**Written task:** Output all the material that follows, exactly as given.

## Start Stored rows

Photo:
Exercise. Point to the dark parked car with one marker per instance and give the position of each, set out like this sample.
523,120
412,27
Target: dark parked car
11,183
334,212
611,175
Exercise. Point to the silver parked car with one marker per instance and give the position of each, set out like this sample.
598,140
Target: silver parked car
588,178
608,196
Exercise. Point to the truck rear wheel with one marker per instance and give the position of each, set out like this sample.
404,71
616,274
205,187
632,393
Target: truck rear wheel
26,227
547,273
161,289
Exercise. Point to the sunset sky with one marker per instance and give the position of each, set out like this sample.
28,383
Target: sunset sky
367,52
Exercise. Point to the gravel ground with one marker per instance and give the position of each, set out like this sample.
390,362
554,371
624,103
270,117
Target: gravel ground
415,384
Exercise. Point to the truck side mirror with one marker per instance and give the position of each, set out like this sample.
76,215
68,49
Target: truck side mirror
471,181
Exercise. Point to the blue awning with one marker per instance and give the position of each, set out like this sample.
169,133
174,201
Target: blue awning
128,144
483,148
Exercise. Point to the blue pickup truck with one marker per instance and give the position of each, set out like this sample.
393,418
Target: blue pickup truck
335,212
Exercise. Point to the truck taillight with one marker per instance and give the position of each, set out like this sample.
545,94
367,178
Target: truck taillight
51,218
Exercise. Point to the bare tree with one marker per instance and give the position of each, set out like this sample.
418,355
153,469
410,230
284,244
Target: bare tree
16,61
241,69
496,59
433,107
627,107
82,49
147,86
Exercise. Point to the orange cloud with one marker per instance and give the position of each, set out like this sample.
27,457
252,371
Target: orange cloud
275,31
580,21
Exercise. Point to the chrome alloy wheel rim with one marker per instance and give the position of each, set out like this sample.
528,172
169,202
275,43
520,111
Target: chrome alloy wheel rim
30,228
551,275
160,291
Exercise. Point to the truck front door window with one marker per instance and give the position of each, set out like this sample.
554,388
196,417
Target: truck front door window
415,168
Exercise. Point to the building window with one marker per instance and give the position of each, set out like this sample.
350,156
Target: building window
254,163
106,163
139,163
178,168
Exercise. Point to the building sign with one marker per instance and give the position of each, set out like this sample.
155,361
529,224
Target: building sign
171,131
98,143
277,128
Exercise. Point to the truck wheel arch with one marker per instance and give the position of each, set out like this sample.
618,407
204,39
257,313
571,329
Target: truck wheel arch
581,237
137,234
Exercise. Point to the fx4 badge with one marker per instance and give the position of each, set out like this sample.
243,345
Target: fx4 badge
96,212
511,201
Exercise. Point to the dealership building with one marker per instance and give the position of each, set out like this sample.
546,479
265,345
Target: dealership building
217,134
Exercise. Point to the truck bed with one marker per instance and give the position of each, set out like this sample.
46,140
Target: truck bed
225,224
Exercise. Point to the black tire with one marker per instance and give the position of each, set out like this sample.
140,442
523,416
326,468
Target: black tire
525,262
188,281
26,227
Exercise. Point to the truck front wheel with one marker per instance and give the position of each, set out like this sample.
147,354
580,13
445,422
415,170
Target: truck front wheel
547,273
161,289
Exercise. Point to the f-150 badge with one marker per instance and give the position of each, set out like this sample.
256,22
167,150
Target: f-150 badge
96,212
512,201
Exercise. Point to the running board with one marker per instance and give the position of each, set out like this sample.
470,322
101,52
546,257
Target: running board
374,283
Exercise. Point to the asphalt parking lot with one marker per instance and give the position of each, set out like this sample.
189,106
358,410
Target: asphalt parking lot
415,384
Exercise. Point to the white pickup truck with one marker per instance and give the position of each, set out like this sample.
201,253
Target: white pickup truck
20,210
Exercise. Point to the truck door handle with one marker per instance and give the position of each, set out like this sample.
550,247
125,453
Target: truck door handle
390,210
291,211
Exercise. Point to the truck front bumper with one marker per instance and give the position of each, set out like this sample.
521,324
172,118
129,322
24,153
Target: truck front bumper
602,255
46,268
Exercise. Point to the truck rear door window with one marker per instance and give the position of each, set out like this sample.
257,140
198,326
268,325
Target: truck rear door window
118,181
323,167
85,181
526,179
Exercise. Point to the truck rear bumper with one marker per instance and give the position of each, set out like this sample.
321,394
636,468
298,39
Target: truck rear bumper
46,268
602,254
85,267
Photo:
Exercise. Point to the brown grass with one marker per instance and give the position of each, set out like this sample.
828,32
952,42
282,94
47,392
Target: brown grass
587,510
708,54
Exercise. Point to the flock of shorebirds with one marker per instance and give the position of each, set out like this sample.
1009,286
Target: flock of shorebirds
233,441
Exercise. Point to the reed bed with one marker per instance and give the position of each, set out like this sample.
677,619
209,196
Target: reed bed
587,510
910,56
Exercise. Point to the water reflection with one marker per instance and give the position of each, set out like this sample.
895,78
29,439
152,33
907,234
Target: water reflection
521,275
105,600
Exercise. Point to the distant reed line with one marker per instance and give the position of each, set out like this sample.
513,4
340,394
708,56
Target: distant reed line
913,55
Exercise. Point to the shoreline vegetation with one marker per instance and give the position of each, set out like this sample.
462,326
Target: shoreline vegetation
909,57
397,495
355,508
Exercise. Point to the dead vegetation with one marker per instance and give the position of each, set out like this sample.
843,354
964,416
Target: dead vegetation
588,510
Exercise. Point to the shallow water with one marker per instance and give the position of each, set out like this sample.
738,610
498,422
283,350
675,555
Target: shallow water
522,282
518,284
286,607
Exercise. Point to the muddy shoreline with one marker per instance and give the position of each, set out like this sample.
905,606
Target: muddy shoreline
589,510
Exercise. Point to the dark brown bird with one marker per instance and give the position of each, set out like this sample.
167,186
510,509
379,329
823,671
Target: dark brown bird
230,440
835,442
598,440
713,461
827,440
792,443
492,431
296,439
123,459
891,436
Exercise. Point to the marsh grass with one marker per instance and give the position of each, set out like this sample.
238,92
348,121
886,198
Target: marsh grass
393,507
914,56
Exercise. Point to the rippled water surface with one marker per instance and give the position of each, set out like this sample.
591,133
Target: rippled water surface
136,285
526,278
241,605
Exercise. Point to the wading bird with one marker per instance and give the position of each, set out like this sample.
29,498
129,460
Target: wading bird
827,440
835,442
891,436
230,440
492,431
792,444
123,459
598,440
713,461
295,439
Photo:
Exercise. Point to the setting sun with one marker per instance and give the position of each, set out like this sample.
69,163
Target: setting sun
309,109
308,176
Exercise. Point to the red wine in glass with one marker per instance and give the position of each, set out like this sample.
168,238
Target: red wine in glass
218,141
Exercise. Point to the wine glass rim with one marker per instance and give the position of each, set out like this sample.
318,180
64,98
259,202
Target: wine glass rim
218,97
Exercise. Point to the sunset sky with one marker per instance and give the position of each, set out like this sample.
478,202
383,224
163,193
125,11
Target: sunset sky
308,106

## End Stored rows

**Result below:**
Photo:
Exercise. Point to the dark parked car with one marker per instance and give the position of each, set out like this sample.
523,120
412,27
Target: dark parked car
11,183
334,212
611,175
Exercise. Point to the silver parked car with one marker per instance and give the position of each, set out like this sample.
598,140
Target: silver parked car
588,178
608,196
Exercise. Point to the truck rear wheel with one marker per instance and give the position of each, set out like this sample.
404,71
616,274
205,187
632,393
Target: truck rear wheel
26,227
547,273
161,289
Exercise. Point to the sunset sky with one marker per instance and give the position of each, set out like this sample.
28,383
Target: sunset sky
367,52
Exercise. Point to the gravel ground with one marker per instance and give the position of each, set out like this sample.
390,362
554,371
624,103
270,117
Target: gravel ground
415,384
Exercise. Point to the truck side mirror with one marker per instance and give the position of each, set out like this sample.
76,215
68,49
Target: truck side mirror
471,181
Exercise. Point to the blue awning with one marker per instance and give the position of each, set out like this sample.
169,133
174,201
Target: blue awning
128,144
483,148
Exercise. Point to the blue pickup truck with one marker per instance and give the position of each, set out like this sample.
393,418
Target: blue pickup truck
335,212
Exercise. Point to the truck taillight with one marker per instance and give the position of each, set out like this sample.
545,94
367,178
Target: truck taillight
51,218
Exercise. Point to the bare tree with one marker per instance and give the position of each, set out like this sample.
418,355
153,469
410,230
284,244
Target: bare tree
16,61
241,69
496,59
433,107
627,107
82,49
147,86
Exercise. Point to the orange cloud with one marker per instance and give the position of each, set out like this sample.
27,457
252,371
Target: orange cloud
275,31
580,21
Exercise. Point to the chrome alloy wheel rim with one marker per instance and give the position of each, set out like this sample.
528,172
169,202
275,43
520,111
Target: chrome alloy wheel rim
30,228
551,275
160,291
Exercise. Point to the truck front door window with one marker per instance and give the position of each, set out like this sample.
554,388
196,417
Target: truck front door window
415,168
Exercise. Point to the building window with one marker per instance and give the position of each, set out like this sample.
350,156
Target: building window
254,163
106,163
139,163
178,168
Exercise. Point to the building sign with one marker per instance and give the position of each, set out like this sample.
155,361
529,224
Target: building sign
171,131
98,143
277,128
Exercise. Point to the truck wheel arch with one marker per instance and give the position of each, set out like this sample.
618,407
204,39
257,313
571,329
Target: truck wheel arch
581,237
137,234
Exercise. Point to the fx4 badge with one marker per instance and give the position of each, set out like this sample.
243,345
Target: fx4 badge
96,212
511,201
Exercise. Point to the dealership building with one marker per instance and give the position of each, set out like this sample.
546,479
265,345
Target: dealership building
217,134
Exercise. Point to the truck bed with one marker per instance and give the position of each, set out like this sample.
46,140
Target: truck bed
225,224
Exercise. Point to the black tire with one marker per instance and give the position of each, set out like this sample.
140,442
523,416
326,468
Target: black tire
525,262
188,281
26,227
Exercise. Point to the truck front wheel with one marker per instance and give the position of each, set out like this sample.
147,354
580,13
445,422
415,170
Target: truck front wheel
547,273
161,289
Exercise. Point to the f-150 badge with one marker per instance and give the position of each, set out like this sample.
256,22
167,150
Target: f-150 badge
96,212
512,201
Exercise. Point to the running board with one marker per instance and give the position of each, set out like this sample.
470,322
101,52
546,257
Target: running board
374,283
Exercise. Point to the asphalt parking lot with one marker per instance and give the position of each, set out like this sample.
189,106
358,410
Target: asphalt parking lot
415,384
Exercise. Point to the white pickup truck with one marker per instance and give the position of each, set out like this sample.
201,253
Target: white pickup truck
20,210
Exercise. Point to the truck door handle with one marker per instance and give the position of each, set out like this sample.
550,247
125,453
Target: truck door handle
390,210
291,211
Exercise. Point to the truck front bumper with one marker per instance and give the position of each, set out like this sample.
521,324
172,118
129,322
24,153
Target: truck front bumper
602,255
46,268
Exercise. Point to the truck rear door window with one marker per instance and give the position of each, set out like this sample.
257,140
198,326
268,325
Target: truck rear door window
118,181
323,167
85,181
526,179
Exercise. Point to the truck rear bumper with one marker per instance and give the position of each, set out like this sample.
321,394
636,468
298,39
Target: truck rear bumper
46,268
602,254
85,267
Photo:
Exercise. Point to the brown grass with one marker per instance and give the position of each, set out like this sample.
828,32
952,42
282,94
47,392
Target: brown grass
587,510
708,54
Exercise. Point to the flock of shorebirds with one marker per instance and give the position of each, set out like this sample.
1009,286
Target: flock of shorebirds
233,441
Exercise. Point to the reed bed with one marker per instance and give the position of each, set out like this sample.
677,619
209,196
Target: reed bed
587,510
910,56
Exercise. Point to the water reflection with one marker per instance and give the position of each, set out like this sample.
895,78
29,439
152,33
907,234
Target: water reflection
521,275
105,600
Exercise. Point to the distant reed line with one marker per instance and give the position of each, set out like this sample.
513,4
340,394
708,56
Target: distant reed line
913,55
Exercise. Point to the shoreline vegetation with one marker per instance and give the position of each, set out like this sample.
462,326
Target: shoreline vegetation
909,57
397,495
355,508
Exercise. Point to the dead vegetation with one marker per instance and give the position of each, set out like this sample.
843,354
964,416
Target: dead vegetation
588,510
Exercise. Point to the shallow water with one marker per instance and give the position of each, set out like this sample.
738,610
498,422
283,350
675,555
Target: shallow water
522,282
518,284
286,607
Exercise. Point to the muddy shoreline with one marker per instance and give the position of each, set out like this sample.
905,606
Target: muddy shoreline
589,510
Exercise. Point to the dark brown bird with one marker per instance and give the position of each, set out like this sample.
167,186
510,509
379,329
823,671
Target: dark brown bird
230,440
835,442
598,440
713,461
827,440
792,443
492,431
296,439
123,459
891,436
Exercise. Point to the marsh grass with one marker per instance and give the position of each, set out like this sample.
238,92
348,121
886,198
Target: marsh grass
393,507
914,56
Exercise. Point to the rippled water surface with one marker per instance and give the position of each, set out like this sample.
591,133
Target: rippled water surface
136,285
526,278
241,605
Exercise. Point to the wading bird with one marker per instance and give the position of each, set out like this sample.
29,498
129,460
Target: wading bird
827,440
835,442
891,436
230,440
492,431
792,444
123,459
598,440
713,461
295,439
Photo:
Exercise. Point to the setting sun with one marker per instance and give the position of each, set out like this sample.
69,163
Target: setting sun
309,109
308,176
Exercise. Point to the red wine in glass with one marker per instance and give the position of each, set out like this sample.
168,238
Target: red wine in glass
218,141
Exercise. Point to the wine glass rim with one marker per instance and give the position of each, set out like this sample.
318,180
64,98
259,202
Target: wine glass rim
218,97
Exercise. Point to the sunset sky with one marker per instance and give the position of each, set out like this sample.
478,202
383,224
163,193
125,11
Target: sunset sky
308,106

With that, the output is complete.